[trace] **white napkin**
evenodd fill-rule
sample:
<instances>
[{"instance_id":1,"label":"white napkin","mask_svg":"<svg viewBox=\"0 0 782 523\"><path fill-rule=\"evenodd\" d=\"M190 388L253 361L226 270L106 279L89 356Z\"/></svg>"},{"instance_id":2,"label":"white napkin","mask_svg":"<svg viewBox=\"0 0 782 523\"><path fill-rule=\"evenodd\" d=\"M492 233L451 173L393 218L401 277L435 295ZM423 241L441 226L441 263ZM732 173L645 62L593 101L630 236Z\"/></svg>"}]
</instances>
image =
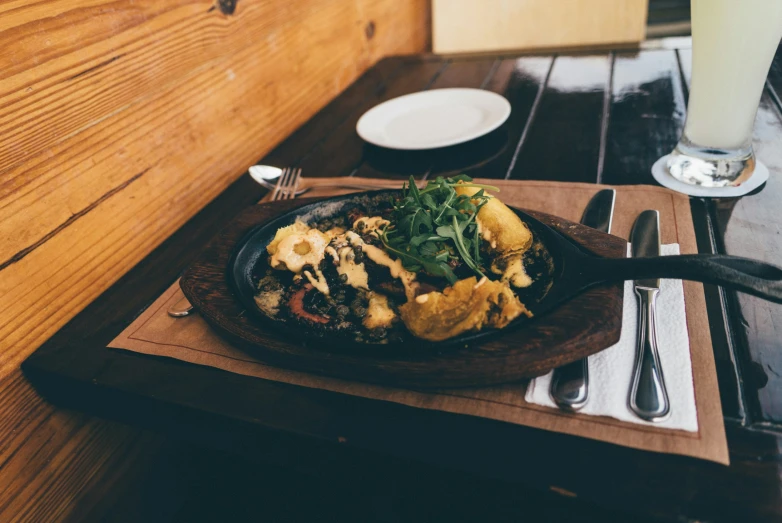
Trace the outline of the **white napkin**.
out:
<instances>
[{"instance_id":1,"label":"white napkin","mask_svg":"<svg viewBox=\"0 0 782 523\"><path fill-rule=\"evenodd\" d=\"M663 245L661 254L679 254L679 245ZM621 421L697 432L698 415L692 384L690 338L684 312L681 280L661 280L657 297L657 341L671 415L652 423L638 418L627 406L630 379L635 363L638 301L633 282L625 282L622 334L619 342L589 357L589 401L579 411L592 416L609 416ZM549 396L551 375L530 381L524 399L528 403L557 408Z\"/></svg>"}]
</instances>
--
■ Work to complete
Skipping all pictures, set the listing down exactly as written.

■ Output below
[trace] **white napkin**
evenodd fill-rule
sample:
<instances>
[{"instance_id":1,"label":"white napkin","mask_svg":"<svg viewBox=\"0 0 782 523\"><path fill-rule=\"evenodd\" d=\"M190 388L253 361L226 270L106 279L89 356Z\"/></svg>"},{"instance_id":2,"label":"white napkin","mask_svg":"<svg viewBox=\"0 0 782 523\"><path fill-rule=\"evenodd\" d=\"M492 233L451 173L393 218L401 277L435 295ZM423 241L441 226L441 263ZM732 173L645 62L593 101L630 236Z\"/></svg>"}]
</instances>
image =
Trace the outline of the **white napkin**.
out:
<instances>
[{"instance_id":1,"label":"white napkin","mask_svg":"<svg viewBox=\"0 0 782 523\"><path fill-rule=\"evenodd\" d=\"M663 245L661 254L679 254L679 245ZM621 421L697 432L698 415L692 384L690 338L684 312L681 280L661 280L657 297L657 341L671 415L652 423L638 418L627 406L630 379L635 363L638 301L633 282L625 282L622 334L619 342L589 357L589 401L579 411L592 416L609 416ZM549 396L551 375L530 381L524 399L528 403L557 408Z\"/></svg>"}]
</instances>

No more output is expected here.